YOUR GOAL: Print all the entries verbatim.
begin DATASET ENTRIES
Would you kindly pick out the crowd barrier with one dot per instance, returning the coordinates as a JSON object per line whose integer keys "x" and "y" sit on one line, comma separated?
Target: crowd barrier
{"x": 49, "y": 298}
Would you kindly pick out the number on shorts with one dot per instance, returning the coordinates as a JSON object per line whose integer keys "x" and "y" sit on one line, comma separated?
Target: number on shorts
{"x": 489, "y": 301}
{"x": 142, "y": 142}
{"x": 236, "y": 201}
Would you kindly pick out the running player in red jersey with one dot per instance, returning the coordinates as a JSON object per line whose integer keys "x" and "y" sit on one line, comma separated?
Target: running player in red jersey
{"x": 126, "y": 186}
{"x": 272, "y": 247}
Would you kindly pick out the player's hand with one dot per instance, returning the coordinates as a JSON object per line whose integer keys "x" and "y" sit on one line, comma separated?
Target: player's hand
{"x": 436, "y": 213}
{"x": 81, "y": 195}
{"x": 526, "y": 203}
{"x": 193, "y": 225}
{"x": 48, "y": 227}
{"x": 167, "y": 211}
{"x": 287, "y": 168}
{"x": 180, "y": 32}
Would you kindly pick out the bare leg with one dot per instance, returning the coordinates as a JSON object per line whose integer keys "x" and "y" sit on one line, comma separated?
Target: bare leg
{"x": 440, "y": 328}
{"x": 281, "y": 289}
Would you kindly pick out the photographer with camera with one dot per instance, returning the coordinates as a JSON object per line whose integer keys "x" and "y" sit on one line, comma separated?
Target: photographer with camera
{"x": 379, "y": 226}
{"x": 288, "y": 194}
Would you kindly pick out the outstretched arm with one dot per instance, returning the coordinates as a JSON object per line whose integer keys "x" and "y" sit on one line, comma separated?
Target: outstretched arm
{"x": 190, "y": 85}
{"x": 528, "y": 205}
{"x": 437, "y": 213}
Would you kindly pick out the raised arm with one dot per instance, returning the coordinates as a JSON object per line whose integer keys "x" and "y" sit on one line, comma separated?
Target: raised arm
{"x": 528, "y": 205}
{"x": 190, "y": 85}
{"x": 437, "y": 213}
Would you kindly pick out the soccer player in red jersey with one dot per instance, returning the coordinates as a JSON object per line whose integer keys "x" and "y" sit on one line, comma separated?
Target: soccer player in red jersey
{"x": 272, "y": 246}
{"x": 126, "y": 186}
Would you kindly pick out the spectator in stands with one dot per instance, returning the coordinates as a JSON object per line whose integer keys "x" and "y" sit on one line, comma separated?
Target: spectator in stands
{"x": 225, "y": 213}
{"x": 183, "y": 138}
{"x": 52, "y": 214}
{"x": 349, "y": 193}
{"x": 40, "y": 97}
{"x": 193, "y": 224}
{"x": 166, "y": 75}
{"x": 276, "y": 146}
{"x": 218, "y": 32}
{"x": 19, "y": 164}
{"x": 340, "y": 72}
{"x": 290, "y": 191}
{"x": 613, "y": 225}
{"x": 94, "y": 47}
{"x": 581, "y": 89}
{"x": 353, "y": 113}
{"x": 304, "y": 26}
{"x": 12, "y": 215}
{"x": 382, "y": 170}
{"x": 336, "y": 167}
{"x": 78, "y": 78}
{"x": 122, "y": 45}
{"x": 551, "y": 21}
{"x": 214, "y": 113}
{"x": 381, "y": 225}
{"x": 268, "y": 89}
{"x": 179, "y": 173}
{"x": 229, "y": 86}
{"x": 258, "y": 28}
end DATASET ENTRIES
THE SOLUTION:
Would you kindly pick out the crowd barrier with one dot per instance, returning the coordinates as a JSON object per line whose integer keys "x" and "y" sit on one line, comma separated?
Target: crowd barrier
{"x": 49, "y": 298}
Would you kindly pick out the number on shorts with one dot per instance, returning the coordinates as a JSON object per line whose integer keys "x" and "y" sit on one line, comma separated?
Target: number on shorts
{"x": 489, "y": 301}
{"x": 142, "y": 142}
{"x": 236, "y": 201}
Would you kindly pick out the running player in red jersey with one dot per instance, returning the coordinates as a JSON object per line whose integer keys "x" and "y" sit on one line, comma separated?
Target: running player in red jersey
{"x": 126, "y": 186}
{"x": 272, "y": 247}
Would you kindly pick out the player's hand with one dot per instance, returning the coordinates as a JSON object per line whose integer keys "x" and "y" sit on one line, comma separated?
Target: player's hand
{"x": 436, "y": 213}
{"x": 81, "y": 195}
{"x": 526, "y": 203}
{"x": 193, "y": 225}
{"x": 48, "y": 227}
{"x": 167, "y": 211}
{"x": 287, "y": 168}
{"x": 180, "y": 32}
Would you kindly pick out the bare leg with one dot per instance, returning the coordinates as a JSON object per line whose integer keys "x" and "y" sit on one line, comma separated?
Target: bare leg
{"x": 440, "y": 328}
{"x": 281, "y": 289}
Would you kindly pick out the photographer with camera with one dot per instance, returning the coordinates as a JSON object per line whose integer keys "x" and "y" sit on one line, comma separated?
Target: photographer with camera
{"x": 379, "y": 226}
{"x": 288, "y": 194}
Would you kindly pick out the outstretched arm with one dot per instance, returning the coordinates as a JSON object per line whose integer keys "x" and "y" sit on one line, comma separated?
Target: outstretched arm
{"x": 190, "y": 85}
{"x": 528, "y": 205}
{"x": 437, "y": 213}
Would you kindly pick out the raised arm with one dot per instance, returning the coordinates as a JSON object per line whose integer keys "x" and "y" sit on one line, comma separated?
Target: raised arm
{"x": 528, "y": 205}
{"x": 190, "y": 85}
{"x": 437, "y": 213}
Would you kindly pick out the soccer player in red jersey with one dot per instance, returning the coordinates as a JSON object per line whose integer keys "x" and "y" sit on one line, comma separated?
Target: soccer player in red jersey
{"x": 272, "y": 246}
{"x": 126, "y": 186}
Would you kindly pick out the spectator in stands with one dot per instance, returning the coordinates as a JSON object per line whose integer keys "x" and "y" sit on one line, comma separated?
Target: spectator in stands
{"x": 225, "y": 213}
{"x": 183, "y": 138}
{"x": 52, "y": 214}
{"x": 349, "y": 193}
{"x": 40, "y": 97}
{"x": 193, "y": 224}
{"x": 166, "y": 75}
{"x": 276, "y": 146}
{"x": 218, "y": 32}
{"x": 19, "y": 164}
{"x": 340, "y": 72}
{"x": 290, "y": 191}
{"x": 613, "y": 225}
{"x": 94, "y": 47}
{"x": 581, "y": 89}
{"x": 353, "y": 113}
{"x": 304, "y": 26}
{"x": 12, "y": 215}
{"x": 382, "y": 170}
{"x": 336, "y": 167}
{"x": 78, "y": 78}
{"x": 122, "y": 45}
{"x": 551, "y": 21}
{"x": 214, "y": 113}
{"x": 381, "y": 225}
{"x": 268, "y": 89}
{"x": 179, "y": 173}
{"x": 229, "y": 86}
{"x": 258, "y": 28}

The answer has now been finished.